_RAW DATA_:

——

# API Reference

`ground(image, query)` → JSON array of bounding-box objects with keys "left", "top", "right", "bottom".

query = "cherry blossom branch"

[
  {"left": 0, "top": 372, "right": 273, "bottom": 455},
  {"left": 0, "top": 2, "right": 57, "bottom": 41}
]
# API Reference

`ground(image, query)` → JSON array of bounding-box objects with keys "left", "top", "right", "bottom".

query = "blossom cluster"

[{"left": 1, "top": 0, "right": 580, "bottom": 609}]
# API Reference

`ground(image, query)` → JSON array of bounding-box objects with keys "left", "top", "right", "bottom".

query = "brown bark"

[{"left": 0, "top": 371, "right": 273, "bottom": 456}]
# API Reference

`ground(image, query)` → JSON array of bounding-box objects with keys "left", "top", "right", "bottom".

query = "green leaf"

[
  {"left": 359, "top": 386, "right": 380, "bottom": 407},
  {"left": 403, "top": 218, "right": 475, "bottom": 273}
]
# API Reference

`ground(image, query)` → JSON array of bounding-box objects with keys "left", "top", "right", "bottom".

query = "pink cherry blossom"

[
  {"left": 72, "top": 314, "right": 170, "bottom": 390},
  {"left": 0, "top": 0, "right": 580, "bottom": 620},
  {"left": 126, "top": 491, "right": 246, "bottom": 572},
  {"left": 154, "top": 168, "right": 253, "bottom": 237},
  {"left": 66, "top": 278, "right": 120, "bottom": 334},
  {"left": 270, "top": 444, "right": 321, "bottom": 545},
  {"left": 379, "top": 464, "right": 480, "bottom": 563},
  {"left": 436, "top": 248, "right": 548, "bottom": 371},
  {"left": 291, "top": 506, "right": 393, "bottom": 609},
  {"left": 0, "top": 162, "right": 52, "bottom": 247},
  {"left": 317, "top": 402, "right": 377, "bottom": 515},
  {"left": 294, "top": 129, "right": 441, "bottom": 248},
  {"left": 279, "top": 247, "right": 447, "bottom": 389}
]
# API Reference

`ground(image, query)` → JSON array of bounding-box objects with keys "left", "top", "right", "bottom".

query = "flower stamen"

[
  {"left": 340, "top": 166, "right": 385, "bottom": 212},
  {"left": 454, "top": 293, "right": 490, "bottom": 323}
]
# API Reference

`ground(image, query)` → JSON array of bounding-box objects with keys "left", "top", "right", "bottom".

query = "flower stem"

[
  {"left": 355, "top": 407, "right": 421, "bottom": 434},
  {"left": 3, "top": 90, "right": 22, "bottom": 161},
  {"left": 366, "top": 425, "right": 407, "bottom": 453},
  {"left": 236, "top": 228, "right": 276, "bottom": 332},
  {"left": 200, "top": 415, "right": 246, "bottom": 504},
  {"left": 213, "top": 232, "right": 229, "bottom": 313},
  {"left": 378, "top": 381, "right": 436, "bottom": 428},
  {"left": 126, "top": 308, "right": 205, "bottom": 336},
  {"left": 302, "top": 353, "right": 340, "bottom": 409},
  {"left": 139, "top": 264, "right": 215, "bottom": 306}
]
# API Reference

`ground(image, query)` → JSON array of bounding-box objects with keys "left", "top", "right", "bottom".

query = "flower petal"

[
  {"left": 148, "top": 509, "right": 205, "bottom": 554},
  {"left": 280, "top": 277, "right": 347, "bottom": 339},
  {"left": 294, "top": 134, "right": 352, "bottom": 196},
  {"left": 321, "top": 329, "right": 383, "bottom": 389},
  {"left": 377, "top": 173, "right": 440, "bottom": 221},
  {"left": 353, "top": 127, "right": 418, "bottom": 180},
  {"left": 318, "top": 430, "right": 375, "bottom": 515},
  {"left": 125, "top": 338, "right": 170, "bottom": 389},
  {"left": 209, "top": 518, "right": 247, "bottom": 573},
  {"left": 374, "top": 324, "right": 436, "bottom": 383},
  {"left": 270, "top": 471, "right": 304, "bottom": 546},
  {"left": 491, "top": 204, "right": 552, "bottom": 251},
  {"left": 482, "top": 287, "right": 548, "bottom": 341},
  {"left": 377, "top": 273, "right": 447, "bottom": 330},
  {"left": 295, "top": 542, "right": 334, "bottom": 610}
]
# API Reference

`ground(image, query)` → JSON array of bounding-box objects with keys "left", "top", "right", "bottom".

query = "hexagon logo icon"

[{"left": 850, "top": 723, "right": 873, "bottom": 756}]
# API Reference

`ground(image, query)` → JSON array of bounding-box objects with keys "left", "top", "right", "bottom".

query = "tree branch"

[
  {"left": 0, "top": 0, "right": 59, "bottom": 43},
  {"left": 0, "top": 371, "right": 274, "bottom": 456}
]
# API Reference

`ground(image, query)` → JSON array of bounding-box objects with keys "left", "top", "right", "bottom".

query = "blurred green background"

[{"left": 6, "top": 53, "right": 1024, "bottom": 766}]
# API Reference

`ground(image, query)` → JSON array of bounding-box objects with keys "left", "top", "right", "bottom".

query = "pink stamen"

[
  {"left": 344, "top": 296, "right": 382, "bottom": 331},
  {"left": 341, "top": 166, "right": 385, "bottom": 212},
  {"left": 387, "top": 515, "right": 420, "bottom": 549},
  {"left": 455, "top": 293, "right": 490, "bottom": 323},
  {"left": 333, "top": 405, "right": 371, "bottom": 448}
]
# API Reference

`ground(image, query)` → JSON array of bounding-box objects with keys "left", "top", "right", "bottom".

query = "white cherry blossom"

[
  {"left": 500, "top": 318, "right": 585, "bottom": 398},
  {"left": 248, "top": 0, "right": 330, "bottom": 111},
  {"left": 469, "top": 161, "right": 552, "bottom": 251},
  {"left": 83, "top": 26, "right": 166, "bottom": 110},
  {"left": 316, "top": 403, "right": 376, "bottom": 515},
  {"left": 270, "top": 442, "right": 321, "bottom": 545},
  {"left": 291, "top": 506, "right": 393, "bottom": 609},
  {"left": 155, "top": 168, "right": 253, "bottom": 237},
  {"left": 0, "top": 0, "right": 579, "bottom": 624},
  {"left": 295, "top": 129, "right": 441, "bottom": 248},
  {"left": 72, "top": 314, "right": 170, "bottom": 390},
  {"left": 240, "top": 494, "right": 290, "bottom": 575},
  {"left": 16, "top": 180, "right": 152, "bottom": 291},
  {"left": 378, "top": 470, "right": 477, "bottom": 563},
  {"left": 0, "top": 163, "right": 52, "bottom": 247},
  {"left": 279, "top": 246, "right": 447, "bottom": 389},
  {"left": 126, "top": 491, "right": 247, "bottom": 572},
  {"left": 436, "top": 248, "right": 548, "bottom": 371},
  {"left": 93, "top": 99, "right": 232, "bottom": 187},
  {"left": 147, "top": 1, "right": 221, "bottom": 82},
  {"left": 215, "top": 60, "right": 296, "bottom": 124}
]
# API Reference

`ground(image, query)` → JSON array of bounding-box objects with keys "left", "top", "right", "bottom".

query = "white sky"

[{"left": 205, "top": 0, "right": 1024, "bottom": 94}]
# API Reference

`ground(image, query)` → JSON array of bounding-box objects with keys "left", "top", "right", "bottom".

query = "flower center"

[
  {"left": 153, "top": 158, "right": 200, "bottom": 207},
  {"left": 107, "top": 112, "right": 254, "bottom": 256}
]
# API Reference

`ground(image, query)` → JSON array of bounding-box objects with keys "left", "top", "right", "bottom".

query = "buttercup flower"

——

Would you please repeat the entire listing above exactly?

_SOLUTION FOR THIS EXERCISE_:
# API Reference

`ground(image, query)` → JSON array of bounding-box objects with keys "left", "top", "right", "bottom".

query = "cherry blossom branch"

[
  {"left": 0, "top": 372, "right": 273, "bottom": 455},
  {"left": 0, "top": 2, "right": 57, "bottom": 41}
]
# API Reference

`ground(image, query)` → JSON array of bounding-box objects with keys "left", "top", "right", "bottom".

query = "blossom cluster"

[{"left": 1, "top": 0, "right": 580, "bottom": 609}]
# API Reference

`ground(image, query)` → JSON array of bounding-box objects with keys "left", "top", "right", "bottom".

query = "brown bark"

[{"left": 0, "top": 371, "right": 273, "bottom": 456}]
# API Reference

`ground(image, query)` → JSON array of bounding-box objects with keys "left", "top", "right", "bottom".

query = "green leaf"

[
  {"left": 359, "top": 386, "right": 380, "bottom": 407},
  {"left": 403, "top": 218, "right": 475, "bottom": 273}
]
# API Reference

`ground(image, query)` → JSON array of bounding-box objects with keys "left", "top", "right", "bottom".

query = "pink cherry blossom"

[
  {"left": 72, "top": 314, "right": 170, "bottom": 390},
  {"left": 0, "top": 0, "right": 580, "bottom": 620},
  {"left": 126, "top": 491, "right": 246, "bottom": 572},
  {"left": 154, "top": 168, "right": 253, "bottom": 237},
  {"left": 66, "top": 278, "right": 120, "bottom": 334},
  {"left": 270, "top": 444, "right": 321, "bottom": 545},
  {"left": 379, "top": 464, "right": 480, "bottom": 563},
  {"left": 436, "top": 248, "right": 548, "bottom": 371},
  {"left": 291, "top": 506, "right": 393, "bottom": 609},
  {"left": 0, "top": 162, "right": 52, "bottom": 247},
  {"left": 317, "top": 402, "right": 377, "bottom": 515},
  {"left": 294, "top": 129, "right": 441, "bottom": 248},
  {"left": 279, "top": 247, "right": 447, "bottom": 389}
]
# API Reference

`ground(image, query)` → JSON array of bounding-box objects with keys "left", "top", "right", "bottom".

query = "flower stamen"

[
  {"left": 340, "top": 166, "right": 385, "bottom": 212},
  {"left": 454, "top": 293, "right": 490, "bottom": 323}
]
# API Reference

`ground(image, query)` → JSON array of bounding-box objects with keys "left", "top", "right", "bottom".

query = "flower stem"

[
  {"left": 355, "top": 407, "right": 421, "bottom": 434},
  {"left": 3, "top": 90, "right": 22, "bottom": 161},
  {"left": 366, "top": 425, "right": 407, "bottom": 453},
  {"left": 236, "top": 228, "right": 276, "bottom": 332},
  {"left": 200, "top": 415, "right": 246, "bottom": 504},
  {"left": 213, "top": 232, "right": 229, "bottom": 313},
  {"left": 378, "top": 381, "right": 436, "bottom": 428},
  {"left": 126, "top": 308, "right": 205, "bottom": 336},
  {"left": 302, "top": 353, "right": 340, "bottom": 409},
  {"left": 139, "top": 264, "right": 215, "bottom": 306}
]
# API Reference

`ground(image, query)` → JSON array of bounding-box objects with keys "left", "top", "right", "bottom".

query = "flower petal"

[
  {"left": 148, "top": 509, "right": 205, "bottom": 554},
  {"left": 280, "top": 277, "right": 347, "bottom": 339},
  {"left": 294, "top": 134, "right": 352, "bottom": 196},
  {"left": 321, "top": 329, "right": 383, "bottom": 389},
  {"left": 377, "top": 173, "right": 440, "bottom": 221},
  {"left": 353, "top": 127, "right": 418, "bottom": 180},
  {"left": 318, "top": 430, "right": 375, "bottom": 515},
  {"left": 125, "top": 338, "right": 170, "bottom": 389},
  {"left": 209, "top": 518, "right": 247, "bottom": 573},
  {"left": 374, "top": 324, "right": 436, "bottom": 383},
  {"left": 270, "top": 471, "right": 304, "bottom": 546},
  {"left": 491, "top": 204, "right": 552, "bottom": 251},
  {"left": 482, "top": 287, "right": 548, "bottom": 341},
  {"left": 377, "top": 273, "right": 447, "bottom": 330},
  {"left": 295, "top": 542, "right": 334, "bottom": 610}
]
# API Reference

`ground(image, query)` → JSON array of bounding-box objects with keys "left", "top", "right", "bottom".

query = "hexagon logo icon"

[{"left": 850, "top": 723, "right": 873, "bottom": 756}]
# API Reference

`ground(image, query)` → JSON array of bounding-box objects with keys "left", "top", "right", "bottom".

query = "tree branch"

[
  {"left": 0, "top": 0, "right": 59, "bottom": 43},
  {"left": 0, "top": 371, "right": 274, "bottom": 456}
]
# API Reference

`ground(image, query)` → JSON array of bounding-box objects with keys "left", "top", "right", "bottom".

query = "blurred green background"

[{"left": 6, "top": 53, "right": 1024, "bottom": 766}]
# API Reference

`ground(image, query)` → JSON array of bounding-box objects with keys "left", "top", "right", "bottom".

query = "pink stamen"

[
  {"left": 344, "top": 296, "right": 382, "bottom": 331},
  {"left": 341, "top": 166, "right": 385, "bottom": 212},
  {"left": 387, "top": 515, "right": 420, "bottom": 549},
  {"left": 455, "top": 293, "right": 490, "bottom": 323},
  {"left": 333, "top": 405, "right": 371, "bottom": 448}
]
# API Reference

`ground(image, query)` → JSON array of bounding-box objects with keys "left", "top", "right", "bottom".

query = "white cherry blossom"

[
  {"left": 500, "top": 318, "right": 585, "bottom": 398},
  {"left": 248, "top": 0, "right": 330, "bottom": 111},
  {"left": 469, "top": 161, "right": 552, "bottom": 251},
  {"left": 83, "top": 26, "right": 166, "bottom": 110},
  {"left": 316, "top": 403, "right": 376, "bottom": 515},
  {"left": 270, "top": 442, "right": 321, "bottom": 545},
  {"left": 291, "top": 506, "right": 393, "bottom": 609},
  {"left": 155, "top": 168, "right": 253, "bottom": 237},
  {"left": 0, "top": 0, "right": 579, "bottom": 624},
  {"left": 295, "top": 129, "right": 441, "bottom": 248},
  {"left": 72, "top": 314, "right": 170, "bottom": 390},
  {"left": 240, "top": 494, "right": 290, "bottom": 575},
  {"left": 16, "top": 180, "right": 152, "bottom": 291},
  {"left": 378, "top": 470, "right": 477, "bottom": 563},
  {"left": 0, "top": 163, "right": 52, "bottom": 247},
  {"left": 279, "top": 246, "right": 447, "bottom": 389},
  {"left": 126, "top": 491, "right": 247, "bottom": 572},
  {"left": 436, "top": 248, "right": 548, "bottom": 371},
  {"left": 93, "top": 99, "right": 232, "bottom": 187},
  {"left": 147, "top": 1, "right": 221, "bottom": 82},
  {"left": 215, "top": 60, "right": 296, "bottom": 124}
]
# API Reference

`ground(image, query)` → JSON array of bounding-box objects with keys "left", "top", "right", "bottom".

query = "white sky"

[{"left": 205, "top": 0, "right": 1024, "bottom": 94}]
# API Reference

`ground(image, query)` → JSON array of bounding-box objects with keys "left", "top", "right", "bottom".

query = "flower center"

[
  {"left": 153, "top": 158, "right": 200, "bottom": 207},
  {"left": 107, "top": 112, "right": 254, "bottom": 256}
]
# API Reference

`ground(image, query)` → JSON array of bounding-box objects with keys "left", "top", "right", "bottom".

query = "buttercup flower"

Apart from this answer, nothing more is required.